ÜBUNGSAUFGABEN:
A – Übersetze den Satz „Der Film von Fatih Akin verewigte Xatars Leben auf der Leinwand: Thriller, Komödie, Action, Drama, Liebesgeschichte und Musical.“ aus dem Text über Xatar ins Englische.
B – Welche Organisation rettet laut dem Text über Xatar die Familie nach Monaten aus der Haft?
C – Führe den Text über Xatar nach seinem letzten Satz weiter.

Wer Xatar kannte, erzählt nichts von Statussymbolen. Sondern von Visionen, von einer mystischen Aura. Von Spaziergängen und Anrufen um Mitternacht, von einem Blick, der alles sagte. In dieser Geschichte erinnern sich 40 Menschen – Freunde, Künstler und Künstlerinnen, Geschäftspartner, Fans – an gemeinsame Momente. Jeder von ihnen hat eine eigene Wahrheit über Giwar Hajabi, aber gemeinsam formen sie seine Geschichte. Ein Mosaik. Roh. Echt. Ein bisschen wahnsinnig. So wie er.

Es gab keinen Stillstand für Xatar

Es gab keinen Stillstand für Xatar. Keine Chance, sein Leben chronologisch zu ordnen. Zu viele Brüche, zu viele Stränge. Wer war Giwar Hajabi? Der Sohn politischer Geflüchteter, der Selfmade-Millionär mit Biss und Vision, der Gangster mit Komponistenohr? Oder all das zugleich? Eine Antwort lieferte „Rheingold“. Der Film von Fatih Akin verewigte Xatars Leben auf der Leinwand: Thriller, Komödie, Action, Drama, Liebesgeschichte und Musical. Zu dieser Zeit, im September 2022, trifft ihn Fotografin Vera Tammen und fängt ein ikonisches Bild ein. Es war bis heute unveröffentlicht. Jetzt ist es das Cover dieser ROLLING-STONE-Story. Als hätte es darauf gewartet.

Xatar auf dem Digitalcover des ROLLING STONE. Foto von Vera Tammen

 

Xatars Kindheit liest sich wie ein politischer Thriller: Seine Mutter, eine zum Tode verurteilte kurdische Oppositionelle, flieht schwanger aus einem iranischen Gefängnis und bringt ihren Sohn im kurdischen Gebiet in den Bergen auf die Welt. Als Xatar keine zwei Jahre jung ist, nimmt das irakische Militär die Familie fest. Das Schweizer Rote Kreuz rettet sie nach Monaten aus der Haft – über Paris führt ihr Weg in die damalige deutsche Bundeshauptstadt Bonn.

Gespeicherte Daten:
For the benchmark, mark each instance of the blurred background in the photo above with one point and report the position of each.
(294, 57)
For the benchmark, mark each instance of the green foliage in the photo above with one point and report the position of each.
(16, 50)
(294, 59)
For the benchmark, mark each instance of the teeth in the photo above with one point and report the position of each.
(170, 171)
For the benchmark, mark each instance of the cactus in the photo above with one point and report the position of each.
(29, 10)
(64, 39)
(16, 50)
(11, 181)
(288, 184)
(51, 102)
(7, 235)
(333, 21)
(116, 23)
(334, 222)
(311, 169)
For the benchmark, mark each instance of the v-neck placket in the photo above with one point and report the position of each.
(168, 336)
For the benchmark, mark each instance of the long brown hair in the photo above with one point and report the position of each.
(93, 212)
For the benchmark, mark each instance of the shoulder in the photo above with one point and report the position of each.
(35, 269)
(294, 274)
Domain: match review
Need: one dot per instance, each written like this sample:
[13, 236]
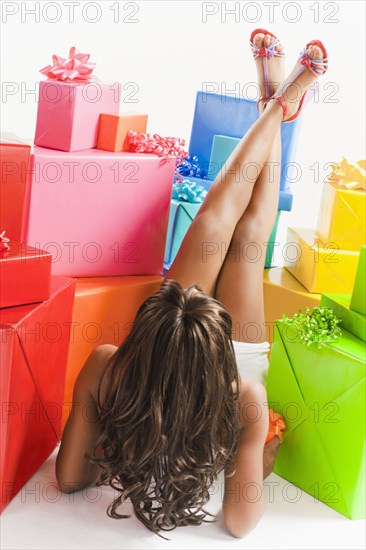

DIE ANTWORTEN:
A – Fatih Akin's film immortalized Xatar's life on the screen: thriller, comedy, action, drama, love story, and musical.

B – Das Schweizer Rote Kreuz.

C –
Der Türöffner

Dort verliebt sich der junge Xatar in HipHop, aber weiß natürlich noch nicht, dass er später sogar Machtverhältnisse sprengen wird. In einem Land, das bis heute sortiert, wer wohin gehört und wie weit es jemand bringen darf, braucht es Pioniere mit kompromissloser Haltung. Xatar klopfte nicht an – er trat Türen ein.

Seine Wirkung ist heute spürbarer denn je. Auf HipHop in Deutschland, weil er der Architekt großer Karrieren war. Auf die Industrie, weil er riskierte, was andere sich nicht wagten. Auf das Selbstbewusstsein einer Generation, weil er als Erster die kurdische Flagge in einem Musikvideo hisste. Er wurde zur Figur migrantischer Selbstermächtigung – laut und unbequem.

Xatar war ein Möglichmacher. Für Menschen, die nie eingeladen waren. Für Talente, die keiner sehen wollte. Für Lebensgeschichten, die nie erzählt wurden.

Alles oder nix

Während sich die akademische Elite heute ad absurdum diskutiert, wie moderner Klassenkampf auszusehen hat, verfolgte der Mann, dessen Künstlername das kurdische Wort für „Gefahr“ ist, eine radikale Philosophie: „Alles oder nix“. So nannte er sein Debütalbum, seine Plattenfirma, seine Autobiografie. „Wer seine Träume leben will, der darf nicht schlafen“, schrieb er. Als man ihn wegsperrte, schmuggelte er ein Diktiergerät in seine Zelle – und nahm dort ein gesamtes Album auf. Der unbändige Wille zur Musik wurde belohnt: In Freiheit folgten mehrere Nummer-1-Alben.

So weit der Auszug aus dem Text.